◆ **Given request**:
Please copy out all the rows below line by line, requests included, and add 55 to every number in the answer coordinates. Leave the pictures out.

[Position identification records]
---------------

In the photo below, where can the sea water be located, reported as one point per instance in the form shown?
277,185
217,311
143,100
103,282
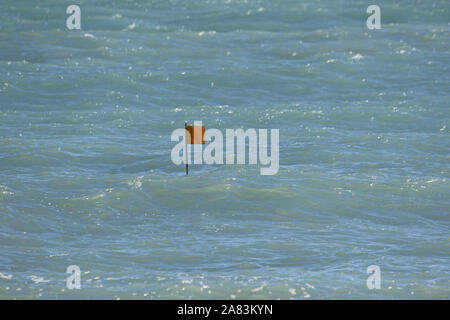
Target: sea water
86,178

---------------

◆ **Written solution**:
In the photo below, where can the sea water be located, reported as one point per instance in the form shown?
277,185
217,311
143,100
103,282
Target: sea water
141,233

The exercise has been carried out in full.